**PROBLEM**
Would you please transcribe, exactly as written, the lines of the entries below starting at the one that holds "Target: khaki cargo shorts" and ending at the one that holds "Target: camera tripod", both included?

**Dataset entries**
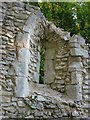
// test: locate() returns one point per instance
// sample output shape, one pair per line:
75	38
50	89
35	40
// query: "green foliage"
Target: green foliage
42	58
72	17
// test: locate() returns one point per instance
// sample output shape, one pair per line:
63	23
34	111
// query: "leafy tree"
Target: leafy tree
72	17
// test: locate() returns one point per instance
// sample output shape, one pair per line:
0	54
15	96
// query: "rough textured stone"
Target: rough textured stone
65	93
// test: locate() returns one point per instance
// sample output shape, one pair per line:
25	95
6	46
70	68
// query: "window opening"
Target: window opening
42	60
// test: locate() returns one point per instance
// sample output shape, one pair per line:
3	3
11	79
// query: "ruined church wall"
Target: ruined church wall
21	32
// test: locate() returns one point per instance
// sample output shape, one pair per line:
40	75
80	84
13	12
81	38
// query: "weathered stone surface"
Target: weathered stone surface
66	90
21	69
74	92
50	54
48	65
76	77
76	52
24	55
49	77
22	87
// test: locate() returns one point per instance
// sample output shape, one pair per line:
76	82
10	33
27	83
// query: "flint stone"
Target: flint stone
40	98
22	87
74	92
50	54
36	77
24	55
76	52
48	65
23	40
74	45
38	114
85	53
75	66
49	77
76	77
21	69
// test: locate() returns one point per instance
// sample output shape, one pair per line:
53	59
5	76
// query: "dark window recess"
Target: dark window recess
42	59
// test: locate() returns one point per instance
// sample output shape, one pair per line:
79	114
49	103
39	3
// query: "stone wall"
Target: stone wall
65	92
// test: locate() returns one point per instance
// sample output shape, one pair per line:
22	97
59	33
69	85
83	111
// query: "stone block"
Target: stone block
81	40
85	53
76	52
76	78
36	77
50	54
40	98
21	69
48	65
73	39
75	45
49	77
75	66
22	40
22	87
24	55
74	92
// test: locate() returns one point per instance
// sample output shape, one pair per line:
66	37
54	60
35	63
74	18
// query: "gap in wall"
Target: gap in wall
42	60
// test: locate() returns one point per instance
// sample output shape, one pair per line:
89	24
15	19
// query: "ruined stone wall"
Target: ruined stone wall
65	92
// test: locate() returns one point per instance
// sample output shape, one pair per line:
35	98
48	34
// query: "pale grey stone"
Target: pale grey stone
73	39
76	77
76	52
40	98
21	69
21	103
38	113
40	106
75	66
22	87
50	54
85	53
36	77
49	77
48	65
24	55
74	45
81	40
74	92
75	113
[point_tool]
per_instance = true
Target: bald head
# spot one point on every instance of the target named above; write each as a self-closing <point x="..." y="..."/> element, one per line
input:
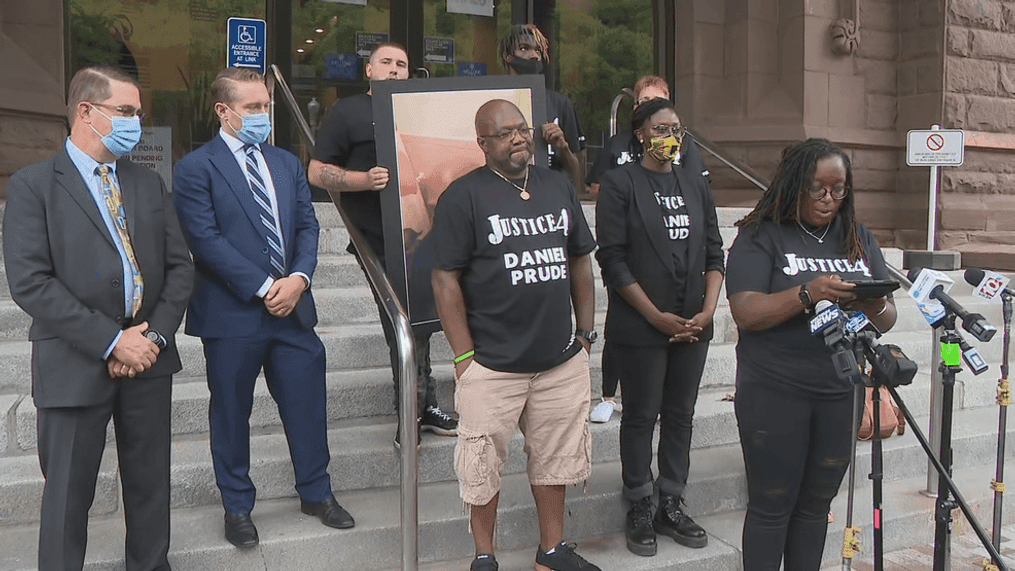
<point x="494" y="115"/>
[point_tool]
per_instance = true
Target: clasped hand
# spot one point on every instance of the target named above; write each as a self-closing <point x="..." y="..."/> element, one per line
<point x="283" y="295"/>
<point x="132" y="354"/>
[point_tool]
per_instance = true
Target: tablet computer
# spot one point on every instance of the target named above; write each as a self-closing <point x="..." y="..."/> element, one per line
<point x="867" y="289"/>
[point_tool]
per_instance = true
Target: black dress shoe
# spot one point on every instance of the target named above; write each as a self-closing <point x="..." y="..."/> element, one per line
<point x="240" y="529"/>
<point x="331" y="514"/>
<point x="640" y="534"/>
<point x="671" y="520"/>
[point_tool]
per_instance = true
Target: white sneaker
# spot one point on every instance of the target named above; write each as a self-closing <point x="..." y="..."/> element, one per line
<point x="602" y="412"/>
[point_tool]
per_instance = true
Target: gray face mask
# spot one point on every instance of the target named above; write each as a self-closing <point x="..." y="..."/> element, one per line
<point x="526" y="67"/>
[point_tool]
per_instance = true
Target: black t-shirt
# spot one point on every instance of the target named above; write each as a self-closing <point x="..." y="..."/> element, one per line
<point x="346" y="139"/>
<point x="676" y="220"/>
<point x="619" y="150"/>
<point x="774" y="259"/>
<point x="560" y="111"/>
<point x="515" y="260"/>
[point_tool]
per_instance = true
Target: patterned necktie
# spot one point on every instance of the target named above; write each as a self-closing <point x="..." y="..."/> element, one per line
<point x="275" y="253"/>
<point x="115" y="204"/>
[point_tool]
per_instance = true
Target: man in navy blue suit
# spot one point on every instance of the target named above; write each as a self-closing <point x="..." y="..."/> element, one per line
<point x="246" y="211"/>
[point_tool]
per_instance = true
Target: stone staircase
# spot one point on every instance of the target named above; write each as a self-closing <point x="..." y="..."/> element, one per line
<point x="364" y="467"/>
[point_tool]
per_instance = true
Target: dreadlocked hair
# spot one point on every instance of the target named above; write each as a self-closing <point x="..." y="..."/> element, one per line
<point x="530" y="34"/>
<point x="781" y="202"/>
<point x="643" y="114"/>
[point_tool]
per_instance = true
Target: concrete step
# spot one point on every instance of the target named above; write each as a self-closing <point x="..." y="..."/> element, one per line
<point x="289" y="540"/>
<point x="362" y="457"/>
<point x="907" y="515"/>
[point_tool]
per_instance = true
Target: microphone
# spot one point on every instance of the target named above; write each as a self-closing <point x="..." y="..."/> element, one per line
<point x="988" y="284"/>
<point x="829" y="322"/>
<point x="934" y="312"/>
<point x="929" y="285"/>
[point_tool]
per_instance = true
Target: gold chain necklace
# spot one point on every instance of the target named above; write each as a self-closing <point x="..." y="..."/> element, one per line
<point x="812" y="234"/>
<point x="522" y="190"/>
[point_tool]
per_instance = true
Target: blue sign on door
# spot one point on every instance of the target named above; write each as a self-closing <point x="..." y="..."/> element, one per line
<point x="247" y="42"/>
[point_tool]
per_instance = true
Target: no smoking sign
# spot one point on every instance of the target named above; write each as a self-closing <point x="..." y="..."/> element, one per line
<point x="944" y="147"/>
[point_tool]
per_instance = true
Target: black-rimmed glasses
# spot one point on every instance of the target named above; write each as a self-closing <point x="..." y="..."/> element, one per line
<point x="510" y="134"/>
<point x="124" y="111"/>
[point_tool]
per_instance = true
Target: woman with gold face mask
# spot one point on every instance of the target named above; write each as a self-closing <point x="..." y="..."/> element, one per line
<point x="662" y="260"/>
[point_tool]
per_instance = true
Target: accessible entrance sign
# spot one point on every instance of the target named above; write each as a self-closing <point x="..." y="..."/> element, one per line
<point x="942" y="147"/>
<point x="247" y="42"/>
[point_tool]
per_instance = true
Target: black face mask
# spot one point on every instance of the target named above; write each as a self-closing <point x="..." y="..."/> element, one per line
<point x="526" y="67"/>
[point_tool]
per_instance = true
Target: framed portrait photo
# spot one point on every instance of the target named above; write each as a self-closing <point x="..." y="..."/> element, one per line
<point x="426" y="137"/>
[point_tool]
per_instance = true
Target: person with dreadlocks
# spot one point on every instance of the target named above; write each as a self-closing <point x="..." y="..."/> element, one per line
<point x="662" y="260"/>
<point x="526" y="51"/>
<point x="800" y="244"/>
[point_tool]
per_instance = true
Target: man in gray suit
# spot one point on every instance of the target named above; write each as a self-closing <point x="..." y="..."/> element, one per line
<point x="95" y="256"/>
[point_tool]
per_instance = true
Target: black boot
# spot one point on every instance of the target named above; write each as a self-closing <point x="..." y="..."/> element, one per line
<point x="671" y="520"/>
<point x="640" y="536"/>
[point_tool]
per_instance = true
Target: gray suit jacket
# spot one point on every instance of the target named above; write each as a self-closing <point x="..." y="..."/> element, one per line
<point x="65" y="272"/>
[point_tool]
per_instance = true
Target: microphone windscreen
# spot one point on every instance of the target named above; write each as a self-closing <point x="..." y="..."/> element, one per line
<point x="973" y="276"/>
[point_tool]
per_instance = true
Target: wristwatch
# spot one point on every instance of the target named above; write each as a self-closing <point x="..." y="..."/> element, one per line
<point x="156" y="338"/>
<point x="805" y="298"/>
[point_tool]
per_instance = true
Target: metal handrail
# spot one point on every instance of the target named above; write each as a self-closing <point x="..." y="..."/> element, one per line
<point x="405" y="343"/>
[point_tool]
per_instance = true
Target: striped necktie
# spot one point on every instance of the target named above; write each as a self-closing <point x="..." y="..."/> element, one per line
<point x="275" y="253"/>
<point x="115" y="203"/>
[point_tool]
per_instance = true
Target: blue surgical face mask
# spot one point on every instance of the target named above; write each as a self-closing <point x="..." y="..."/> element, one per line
<point x="256" y="127"/>
<point x="125" y="135"/>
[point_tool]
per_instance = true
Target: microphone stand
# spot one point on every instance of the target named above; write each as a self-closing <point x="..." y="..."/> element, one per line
<point x="951" y="363"/>
<point x="1004" y="401"/>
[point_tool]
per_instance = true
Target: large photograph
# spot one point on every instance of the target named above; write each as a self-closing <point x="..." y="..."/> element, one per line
<point x="426" y="136"/>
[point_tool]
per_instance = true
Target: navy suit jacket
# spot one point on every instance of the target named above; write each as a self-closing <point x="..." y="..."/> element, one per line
<point x="222" y="226"/>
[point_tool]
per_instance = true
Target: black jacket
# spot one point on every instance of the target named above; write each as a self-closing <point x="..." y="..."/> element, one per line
<point x="633" y="246"/>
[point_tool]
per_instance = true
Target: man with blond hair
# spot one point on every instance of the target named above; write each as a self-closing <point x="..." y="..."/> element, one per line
<point x="246" y="210"/>
<point x="95" y="257"/>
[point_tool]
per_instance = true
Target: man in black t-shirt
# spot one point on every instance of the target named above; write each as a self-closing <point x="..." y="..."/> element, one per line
<point x="526" y="51"/>
<point x="512" y="259"/>
<point x="345" y="162"/>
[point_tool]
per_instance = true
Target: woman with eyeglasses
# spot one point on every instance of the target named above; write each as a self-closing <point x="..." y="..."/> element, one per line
<point x="802" y="243"/>
<point x="662" y="260"/>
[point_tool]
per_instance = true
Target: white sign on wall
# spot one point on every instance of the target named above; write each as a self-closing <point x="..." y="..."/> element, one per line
<point x="155" y="152"/>
<point x="941" y="147"/>
<point x="474" y="7"/>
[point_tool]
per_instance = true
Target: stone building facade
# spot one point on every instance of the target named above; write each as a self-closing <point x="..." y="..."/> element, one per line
<point x="751" y="75"/>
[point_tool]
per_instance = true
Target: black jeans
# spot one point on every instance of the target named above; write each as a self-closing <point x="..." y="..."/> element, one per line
<point x="796" y="450"/>
<point x="658" y="382"/>
<point x="425" y="397"/>
<point x="610" y="374"/>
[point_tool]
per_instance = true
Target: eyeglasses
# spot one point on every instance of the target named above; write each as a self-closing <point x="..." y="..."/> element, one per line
<point x="124" y="111"/>
<point x="818" y="193"/>
<point x="677" y="131"/>
<point x="510" y="134"/>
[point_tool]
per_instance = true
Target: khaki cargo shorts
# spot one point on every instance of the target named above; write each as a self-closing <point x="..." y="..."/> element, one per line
<point x="550" y="408"/>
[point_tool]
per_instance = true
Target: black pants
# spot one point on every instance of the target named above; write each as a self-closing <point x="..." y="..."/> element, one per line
<point x="70" y="449"/>
<point x="658" y="382"/>
<point x="424" y="381"/>
<point x="611" y="377"/>
<point x="797" y="450"/>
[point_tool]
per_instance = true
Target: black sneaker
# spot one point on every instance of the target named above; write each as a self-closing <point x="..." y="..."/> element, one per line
<point x="438" y="422"/>
<point x="563" y="558"/>
<point x="671" y="520"/>
<point x="484" y="563"/>
<point x="639" y="531"/>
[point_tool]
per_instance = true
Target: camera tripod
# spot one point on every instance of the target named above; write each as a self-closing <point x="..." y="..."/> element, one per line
<point x="949" y="496"/>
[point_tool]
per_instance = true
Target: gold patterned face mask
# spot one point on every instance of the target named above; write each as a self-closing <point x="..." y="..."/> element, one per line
<point x="664" y="149"/>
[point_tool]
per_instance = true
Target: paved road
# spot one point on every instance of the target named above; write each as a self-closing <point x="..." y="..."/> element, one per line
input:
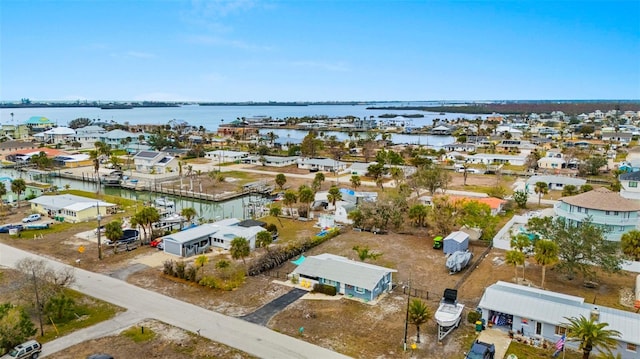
<point x="142" y="303"/>
<point x="263" y="314"/>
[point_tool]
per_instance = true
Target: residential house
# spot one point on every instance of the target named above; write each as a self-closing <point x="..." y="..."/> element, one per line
<point x="71" y="208"/>
<point x="554" y="183"/>
<point x="56" y="135"/>
<point x="608" y="209"/>
<point x="542" y="315"/>
<point x="552" y="160"/>
<point x="226" y="156"/>
<point x="39" y="124"/>
<point x="353" y="279"/>
<point x="198" y="239"/>
<point x="271" y="161"/>
<point x="492" y="158"/>
<point x="322" y="164"/>
<point x="629" y="185"/>
<point x="155" y="162"/>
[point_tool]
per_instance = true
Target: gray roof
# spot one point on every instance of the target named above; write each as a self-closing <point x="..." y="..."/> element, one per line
<point x="67" y="201"/>
<point x="553" y="308"/>
<point x="343" y="270"/>
<point x="631" y="176"/>
<point x="565" y="180"/>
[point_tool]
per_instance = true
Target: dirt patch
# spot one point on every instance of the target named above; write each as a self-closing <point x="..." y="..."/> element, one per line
<point x="168" y="343"/>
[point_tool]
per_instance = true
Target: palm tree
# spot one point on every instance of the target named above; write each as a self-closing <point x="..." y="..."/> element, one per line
<point x="18" y="186"/>
<point x="591" y="334"/>
<point x="240" y="248"/>
<point x="419" y="313"/>
<point x="355" y="181"/>
<point x="514" y="258"/>
<point x="541" y="189"/>
<point x="334" y="195"/>
<point x="546" y="253"/>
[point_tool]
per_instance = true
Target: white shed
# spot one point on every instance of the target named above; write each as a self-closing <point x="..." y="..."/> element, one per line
<point x="456" y="241"/>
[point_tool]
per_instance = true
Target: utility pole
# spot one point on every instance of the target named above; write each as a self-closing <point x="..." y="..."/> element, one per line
<point x="98" y="230"/>
<point x="406" y="320"/>
<point x="35" y="287"/>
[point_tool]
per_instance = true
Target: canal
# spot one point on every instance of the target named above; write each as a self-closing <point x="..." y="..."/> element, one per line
<point x="240" y="207"/>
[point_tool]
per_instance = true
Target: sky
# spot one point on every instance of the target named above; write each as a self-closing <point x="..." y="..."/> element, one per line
<point x="312" y="50"/>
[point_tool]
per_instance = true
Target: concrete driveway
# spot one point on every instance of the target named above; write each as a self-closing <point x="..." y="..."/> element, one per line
<point x="267" y="311"/>
<point x="237" y="333"/>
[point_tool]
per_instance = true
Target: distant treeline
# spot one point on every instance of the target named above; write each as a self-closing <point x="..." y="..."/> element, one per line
<point x="519" y="108"/>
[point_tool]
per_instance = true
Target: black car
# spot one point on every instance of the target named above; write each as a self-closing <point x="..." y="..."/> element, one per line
<point x="481" y="350"/>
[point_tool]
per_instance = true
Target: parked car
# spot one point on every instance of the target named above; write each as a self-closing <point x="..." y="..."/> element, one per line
<point x="32" y="218"/>
<point x="9" y="227"/>
<point x="30" y="349"/>
<point x="481" y="350"/>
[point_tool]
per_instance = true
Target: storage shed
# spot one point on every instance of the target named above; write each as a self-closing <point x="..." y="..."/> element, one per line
<point x="456" y="241"/>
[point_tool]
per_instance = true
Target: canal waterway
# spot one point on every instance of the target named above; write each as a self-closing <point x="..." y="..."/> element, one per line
<point x="240" y="207"/>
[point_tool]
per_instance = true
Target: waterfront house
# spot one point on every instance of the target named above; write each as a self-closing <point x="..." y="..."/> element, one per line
<point x="554" y="183"/>
<point x="322" y="164"/>
<point x="629" y="185"/>
<point x="226" y="156"/>
<point x="541" y="315"/>
<point x="354" y="279"/>
<point x="39" y="124"/>
<point x="608" y="209"/>
<point x="155" y="162"/>
<point x="71" y="208"/>
<point x="198" y="239"/>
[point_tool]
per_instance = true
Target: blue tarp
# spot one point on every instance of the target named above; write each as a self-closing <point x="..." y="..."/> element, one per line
<point x="299" y="260"/>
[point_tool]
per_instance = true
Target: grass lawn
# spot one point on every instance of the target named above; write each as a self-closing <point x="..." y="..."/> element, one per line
<point x="87" y="311"/>
<point x="526" y="351"/>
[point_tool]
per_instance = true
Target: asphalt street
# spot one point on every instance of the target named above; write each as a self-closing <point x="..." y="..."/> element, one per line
<point x="141" y="303"/>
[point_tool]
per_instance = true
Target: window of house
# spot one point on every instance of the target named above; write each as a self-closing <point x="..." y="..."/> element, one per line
<point x="560" y="331"/>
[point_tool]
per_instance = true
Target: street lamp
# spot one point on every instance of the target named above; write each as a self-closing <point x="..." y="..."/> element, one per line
<point x="99" y="217"/>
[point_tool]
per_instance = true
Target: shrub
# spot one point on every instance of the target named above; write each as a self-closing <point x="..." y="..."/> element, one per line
<point x="473" y="317"/>
<point x="324" y="289"/>
<point x="168" y="267"/>
<point x="180" y="269"/>
<point x="190" y="273"/>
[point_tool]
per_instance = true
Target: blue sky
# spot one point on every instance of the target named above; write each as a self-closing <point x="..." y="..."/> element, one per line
<point x="319" y="50"/>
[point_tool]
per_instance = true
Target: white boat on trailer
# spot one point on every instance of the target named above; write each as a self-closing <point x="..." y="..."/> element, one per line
<point x="449" y="313"/>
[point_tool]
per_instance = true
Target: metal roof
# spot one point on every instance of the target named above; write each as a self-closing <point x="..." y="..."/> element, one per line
<point x="343" y="270"/>
<point x="553" y="308"/>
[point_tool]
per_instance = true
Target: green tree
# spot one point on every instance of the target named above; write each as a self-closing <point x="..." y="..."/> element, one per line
<point x="334" y="195"/>
<point x="521" y="198"/>
<point x="281" y="179"/>
<point x="240" y="248"/>
<point x="365" y="253"/>
<point x="15" y="326"/>
<point x="569" y="190"/>
<point x="264" y="239"/>
<point x="418" y="213"/>
<point x="515" y="258"/>
<point x="113" y="231"/>
<point x="580" y="248"/>
<point x="541" y="189"/>
<point x="317" y="182"/>
<point x="18" y="186"/>
<point x="591" y="335"/>
<point x="306" y="197"/>
<point x="630" y="242"/>
<point x="545" y="254"/>
<point x="276" y="211"/>
<point x="419" y="313"/>
<point x="355" y="182"/>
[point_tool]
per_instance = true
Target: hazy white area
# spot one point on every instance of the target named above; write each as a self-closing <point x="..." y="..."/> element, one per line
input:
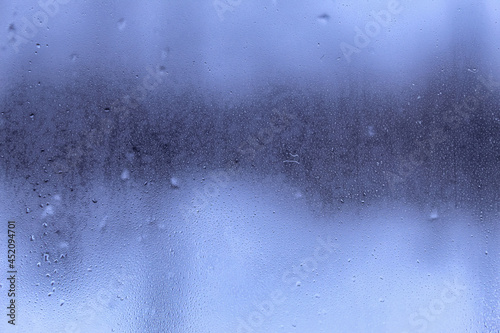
<point x="254" y="259"/>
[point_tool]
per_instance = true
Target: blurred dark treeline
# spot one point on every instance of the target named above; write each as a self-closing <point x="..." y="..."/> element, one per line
<point x="437" y="143"/>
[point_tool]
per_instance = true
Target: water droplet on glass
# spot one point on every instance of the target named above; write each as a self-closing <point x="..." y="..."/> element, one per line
<point x="121" y="24"/>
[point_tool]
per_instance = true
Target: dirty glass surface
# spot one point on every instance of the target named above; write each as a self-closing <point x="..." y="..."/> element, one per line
<point x="249" y="166"/>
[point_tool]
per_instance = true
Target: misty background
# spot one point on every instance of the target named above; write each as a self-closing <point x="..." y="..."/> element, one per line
<point x="174" y="165"/>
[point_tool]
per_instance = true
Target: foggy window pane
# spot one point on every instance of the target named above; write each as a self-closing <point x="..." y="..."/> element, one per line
<point x="250" y="166"/>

**SOLUTION BELOW**
Target: khaki cargo shorts
# spot one point on every instance of the target named above; write each as a self-closing <point x="..." y="..."/> element, one per line
<point x="550" y="408"/>
[point_tool]
per_instance = true
Target: black pants
# spot one point on every instance of the target named above; write each as a self-closing <point x="..." y="..."/> element, one per line
<point x="70" y="449"/>
<point x="658" y="382"/>
<point x="424" y="381"/>
<point x="611" y="377"/>
<point x="797" y="450"/>
[point_tool]
per_instance = true
Target: black sneaker
# spot one point on every instance of the target named above; write each as a self-closing <point x="..." y="..."/> element, one per line
<point x="438" y="422"/>
<point x="563" y="558"/>
<point x="671" y="520"/>
<point x="484" y="563"/>
<point x="639" y="531"/>
[point_tool]
per_instance = true
Target: camera tripod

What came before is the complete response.